▸ **Goal**
Copy out every one of the entries below without changing a single character.

Entries from a pointing dataset
▬▬▬▬▬▬

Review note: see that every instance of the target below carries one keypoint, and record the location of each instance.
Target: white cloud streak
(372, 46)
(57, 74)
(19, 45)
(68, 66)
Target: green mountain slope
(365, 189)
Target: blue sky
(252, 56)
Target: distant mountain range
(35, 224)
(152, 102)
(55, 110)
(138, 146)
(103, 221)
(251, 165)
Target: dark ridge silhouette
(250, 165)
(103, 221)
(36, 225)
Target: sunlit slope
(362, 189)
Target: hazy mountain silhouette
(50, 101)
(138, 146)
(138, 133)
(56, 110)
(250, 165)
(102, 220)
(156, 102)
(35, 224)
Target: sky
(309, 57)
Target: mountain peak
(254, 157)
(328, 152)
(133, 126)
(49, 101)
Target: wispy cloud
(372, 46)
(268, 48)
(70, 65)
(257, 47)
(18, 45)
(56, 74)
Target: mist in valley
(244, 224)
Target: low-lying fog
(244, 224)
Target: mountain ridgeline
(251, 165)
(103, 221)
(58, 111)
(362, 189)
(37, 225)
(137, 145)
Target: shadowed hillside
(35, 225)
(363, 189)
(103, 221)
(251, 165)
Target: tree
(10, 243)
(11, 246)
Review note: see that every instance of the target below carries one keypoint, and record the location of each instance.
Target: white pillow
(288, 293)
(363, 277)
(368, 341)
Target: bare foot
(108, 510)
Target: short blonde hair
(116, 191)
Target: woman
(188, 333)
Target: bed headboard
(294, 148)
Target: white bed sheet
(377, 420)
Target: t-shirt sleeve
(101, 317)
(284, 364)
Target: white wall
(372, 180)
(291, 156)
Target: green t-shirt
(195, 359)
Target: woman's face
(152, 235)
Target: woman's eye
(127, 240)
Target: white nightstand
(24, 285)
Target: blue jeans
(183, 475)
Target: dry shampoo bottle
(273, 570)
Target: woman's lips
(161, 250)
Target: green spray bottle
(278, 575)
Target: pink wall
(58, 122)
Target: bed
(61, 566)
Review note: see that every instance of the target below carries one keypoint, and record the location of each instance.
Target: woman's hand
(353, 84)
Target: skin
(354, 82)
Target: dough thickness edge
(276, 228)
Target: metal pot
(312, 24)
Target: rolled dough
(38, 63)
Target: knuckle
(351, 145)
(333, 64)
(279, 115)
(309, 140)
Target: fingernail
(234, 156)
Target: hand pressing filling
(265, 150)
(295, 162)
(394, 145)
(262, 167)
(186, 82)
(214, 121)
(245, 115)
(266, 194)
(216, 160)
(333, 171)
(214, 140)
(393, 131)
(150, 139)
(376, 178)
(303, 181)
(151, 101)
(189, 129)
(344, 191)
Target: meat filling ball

▬▬▬▬▬▬

▸ **Exercise response**
Review note: see that every instance of the target below carries one keypoint, and record the location of each instance.
Target: white cloud streak
(372, 46)
(57, 74)
(19, 45)
(68, 66)
Target: green mountain slope
(365, 189)
Target: blue sky
(252, 56)
Target: distant mountain range
(35, 224)
(152, 102)
(55, 110)
(138, 146)
(103, 221)
(251, 165)
Target: dark ridge silhouette
(250, 165)
(103, 221)
(36, 225)
Target: sunlit slope
(362, 189)
Target: hazy mountain silhouette
(50, 101)
(138, 146)
(138, 133)
(56, 110)
(250, 165)
(102, 220)
(156, 102)
(35, 224)
Target: sky
(309, 57)
Target: mountain peak
(254, 157)
(328, 152)
(133, 126)
(49, 101)
Target: wispy cloud
(372, 46)
(268, 48)
(70, 65)
(257, 47)
(18, 45)
(56, 74)
Target: mist in valley
(244, 224)
Target: low-lying fog
(244, 224)
Target: mountain ridgeline
(251, 165)
(103, 221)
(58, 111)
(362, 189)
(37, 225)
(137, 145)
Target: shadowed hillside
(35, 225)
(363, 189)
(103, 221)
(251, 165)
Target: tree
(10, 243)
(11, 246)
Review note: see that every instance of the target below carries one keypoint, and record the location of each instance.
Target: white pillow
(288, 293)
(363, 277)
(368, 341)
Target: bare foot
(108, 510)
Target: short blonde hair
(116, 191)
Target: woman
(188, 333)
Target: bed headboard
(294, 148)
Target: white bed sheet
(377, 420)
Target: t-shirt sleeve
(101, 317)
(284, 364)
Target: white wall
(372, 180)
(291, 156)
Target: green t-shirt
(195, 359)
Target: woman's face
(152, 235)
Target: woman's eye
(127, 240)
Target: white nightstand
(24, 285)
Target: blue jeans
(183, 475)
Target: dry shampoo bottle
(273, 570)
Target: woman's lips
(161, 250)
Target: green spray bottle
(278, 575)
Target: pink wall
(58, 122)
Target: bed
(61, 566)
Review note: see that every instance of the target below carries one keypoint, and record the location of each instance.
Target: woman's hand
(353, 84)
Target: skin
(354, 82)
Target: dough thickness edge
(276, 228)
Target: metal pot
(312, 24)
Target: rolled dough
(38, 63)
Target: knuckle
(351, 145)
(333, 64)
(279, 115)
(309, 140)
Target: fingernail
(234, 156)
Target: hand pressing filling
(265, 150)
(295, 162)
(394, 145)
(262, 167)
(186, 82)
(214, 121)
(245, 115)
(266, 194)
(216, 160)
(333, 171)
(214, 140)
(393, 131)
(150, 139)
(376, 178)
(303, 181)
(151, 101)
(189, 129)
(344, 191)
Target: meat filling ball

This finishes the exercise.